* _Your task_:
Can you rewrite the stretch of data from the line containing "Draw the outline of every instance of the wooden plank" through the line containing "47], [321, 40]]", with "wooden plank" changed to "timber board" and everything else left as it is?

* _Data in this exercise_:
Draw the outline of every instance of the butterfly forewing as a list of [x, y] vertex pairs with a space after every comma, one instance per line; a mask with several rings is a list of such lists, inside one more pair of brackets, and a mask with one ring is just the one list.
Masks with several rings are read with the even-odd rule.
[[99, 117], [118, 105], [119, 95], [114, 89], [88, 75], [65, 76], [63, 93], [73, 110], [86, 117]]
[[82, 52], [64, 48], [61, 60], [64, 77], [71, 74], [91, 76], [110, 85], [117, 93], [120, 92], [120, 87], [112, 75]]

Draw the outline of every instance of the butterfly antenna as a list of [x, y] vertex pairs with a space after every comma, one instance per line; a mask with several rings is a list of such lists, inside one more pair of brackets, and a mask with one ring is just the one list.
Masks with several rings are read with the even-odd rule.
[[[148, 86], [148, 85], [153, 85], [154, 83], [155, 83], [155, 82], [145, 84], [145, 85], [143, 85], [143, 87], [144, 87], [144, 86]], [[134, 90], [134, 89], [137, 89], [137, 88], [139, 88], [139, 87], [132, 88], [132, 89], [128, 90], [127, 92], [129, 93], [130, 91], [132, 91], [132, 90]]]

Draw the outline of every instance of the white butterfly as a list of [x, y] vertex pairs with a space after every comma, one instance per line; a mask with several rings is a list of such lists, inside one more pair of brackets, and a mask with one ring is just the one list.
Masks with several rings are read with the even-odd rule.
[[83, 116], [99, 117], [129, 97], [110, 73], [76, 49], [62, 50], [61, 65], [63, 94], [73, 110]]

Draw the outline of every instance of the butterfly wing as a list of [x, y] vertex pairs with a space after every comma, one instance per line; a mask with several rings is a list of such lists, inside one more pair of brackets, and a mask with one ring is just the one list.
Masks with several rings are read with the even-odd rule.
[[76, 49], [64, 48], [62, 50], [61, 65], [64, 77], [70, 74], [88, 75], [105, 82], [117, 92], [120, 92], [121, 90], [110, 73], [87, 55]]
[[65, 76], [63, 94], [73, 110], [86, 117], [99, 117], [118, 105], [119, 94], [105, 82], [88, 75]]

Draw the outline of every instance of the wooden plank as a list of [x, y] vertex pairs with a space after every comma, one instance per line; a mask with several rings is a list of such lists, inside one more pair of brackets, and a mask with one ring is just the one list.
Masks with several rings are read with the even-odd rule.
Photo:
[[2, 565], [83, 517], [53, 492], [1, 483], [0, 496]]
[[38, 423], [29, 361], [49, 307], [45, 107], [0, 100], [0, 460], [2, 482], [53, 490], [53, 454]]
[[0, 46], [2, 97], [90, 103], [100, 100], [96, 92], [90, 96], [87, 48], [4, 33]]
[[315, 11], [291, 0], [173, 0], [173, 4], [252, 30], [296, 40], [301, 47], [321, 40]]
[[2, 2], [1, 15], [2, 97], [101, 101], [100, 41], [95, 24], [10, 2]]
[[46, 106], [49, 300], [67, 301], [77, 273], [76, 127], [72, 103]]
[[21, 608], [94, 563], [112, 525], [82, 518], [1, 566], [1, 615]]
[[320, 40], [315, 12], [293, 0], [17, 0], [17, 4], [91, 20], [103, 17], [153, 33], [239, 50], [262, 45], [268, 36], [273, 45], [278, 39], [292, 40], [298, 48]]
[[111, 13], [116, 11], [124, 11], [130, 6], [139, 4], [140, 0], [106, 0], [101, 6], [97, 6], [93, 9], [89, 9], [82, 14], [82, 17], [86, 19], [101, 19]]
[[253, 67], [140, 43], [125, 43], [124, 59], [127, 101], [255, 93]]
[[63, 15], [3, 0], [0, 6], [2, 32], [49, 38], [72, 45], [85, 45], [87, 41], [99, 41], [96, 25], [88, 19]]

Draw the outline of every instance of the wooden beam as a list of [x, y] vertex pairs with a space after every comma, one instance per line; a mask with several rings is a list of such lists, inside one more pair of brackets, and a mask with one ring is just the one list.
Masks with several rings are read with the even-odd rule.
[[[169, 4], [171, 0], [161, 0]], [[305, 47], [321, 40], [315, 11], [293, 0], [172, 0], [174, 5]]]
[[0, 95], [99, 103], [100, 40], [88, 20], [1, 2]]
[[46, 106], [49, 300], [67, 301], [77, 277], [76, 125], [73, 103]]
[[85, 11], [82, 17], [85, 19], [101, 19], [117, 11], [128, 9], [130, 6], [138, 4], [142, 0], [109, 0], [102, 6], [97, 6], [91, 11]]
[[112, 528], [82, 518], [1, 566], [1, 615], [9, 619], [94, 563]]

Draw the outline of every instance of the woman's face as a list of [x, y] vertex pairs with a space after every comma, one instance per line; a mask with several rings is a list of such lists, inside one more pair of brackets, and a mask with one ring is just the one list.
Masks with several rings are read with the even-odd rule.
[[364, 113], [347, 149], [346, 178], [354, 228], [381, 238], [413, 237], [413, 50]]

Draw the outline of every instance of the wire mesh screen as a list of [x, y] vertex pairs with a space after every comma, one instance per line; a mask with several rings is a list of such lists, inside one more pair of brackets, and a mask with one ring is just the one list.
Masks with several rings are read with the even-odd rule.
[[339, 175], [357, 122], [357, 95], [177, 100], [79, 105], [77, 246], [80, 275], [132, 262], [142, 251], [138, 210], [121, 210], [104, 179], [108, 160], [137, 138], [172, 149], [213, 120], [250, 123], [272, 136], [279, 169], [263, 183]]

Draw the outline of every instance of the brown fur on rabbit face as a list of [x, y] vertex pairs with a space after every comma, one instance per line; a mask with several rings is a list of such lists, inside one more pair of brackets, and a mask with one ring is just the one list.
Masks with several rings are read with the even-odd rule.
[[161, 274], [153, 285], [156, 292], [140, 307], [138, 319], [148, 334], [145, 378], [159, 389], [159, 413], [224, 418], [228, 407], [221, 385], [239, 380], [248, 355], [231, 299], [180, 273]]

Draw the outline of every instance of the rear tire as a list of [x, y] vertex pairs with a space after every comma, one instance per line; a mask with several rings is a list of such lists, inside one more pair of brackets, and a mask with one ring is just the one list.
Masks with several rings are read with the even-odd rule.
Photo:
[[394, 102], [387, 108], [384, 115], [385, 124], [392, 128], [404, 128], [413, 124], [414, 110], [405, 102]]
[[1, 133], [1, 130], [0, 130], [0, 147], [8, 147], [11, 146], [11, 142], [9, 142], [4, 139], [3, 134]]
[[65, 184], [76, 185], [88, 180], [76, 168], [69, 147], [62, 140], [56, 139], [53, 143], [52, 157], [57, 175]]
--
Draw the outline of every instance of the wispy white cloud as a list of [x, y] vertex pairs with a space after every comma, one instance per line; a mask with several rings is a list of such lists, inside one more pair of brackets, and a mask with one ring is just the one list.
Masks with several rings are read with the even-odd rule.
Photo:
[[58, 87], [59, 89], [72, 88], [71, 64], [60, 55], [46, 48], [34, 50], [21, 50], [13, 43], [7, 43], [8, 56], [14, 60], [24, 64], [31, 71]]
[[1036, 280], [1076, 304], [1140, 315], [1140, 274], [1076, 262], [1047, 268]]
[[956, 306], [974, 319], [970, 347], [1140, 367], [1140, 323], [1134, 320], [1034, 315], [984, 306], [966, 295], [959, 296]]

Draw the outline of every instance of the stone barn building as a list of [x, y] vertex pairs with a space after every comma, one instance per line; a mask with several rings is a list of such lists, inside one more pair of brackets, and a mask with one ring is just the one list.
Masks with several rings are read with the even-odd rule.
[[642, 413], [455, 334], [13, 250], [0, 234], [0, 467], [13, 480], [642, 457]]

* _Reply_:
Draw the outline of every instance of the timber board as a list of [x, y] vertex pairs with a space after every comma, one instance per line; a mask with several rings is a list of such lists, inside one more pair of brackets, and a mask with one ring is just the one list.
Masks with several rings are read with the even-odd rule.
Photo:
[[2, 565], [83, 517], [53, 492], [1, 483], [0, 496]]
[[38, 423], [29, 361], [49, 307], [45, 107], [0, 100], [0, 460], [2, 482], [53, 490], [53, 454]]
[[0, 46], [2, 97], [90, 103], [100, 100], [96, 92], [90, 96], [87, 48], [4, 33]]
[[315, 11], [291, 0], [173, 0], [173, 4], [252, 30], [296, 40], [301, 47], [321, 40]]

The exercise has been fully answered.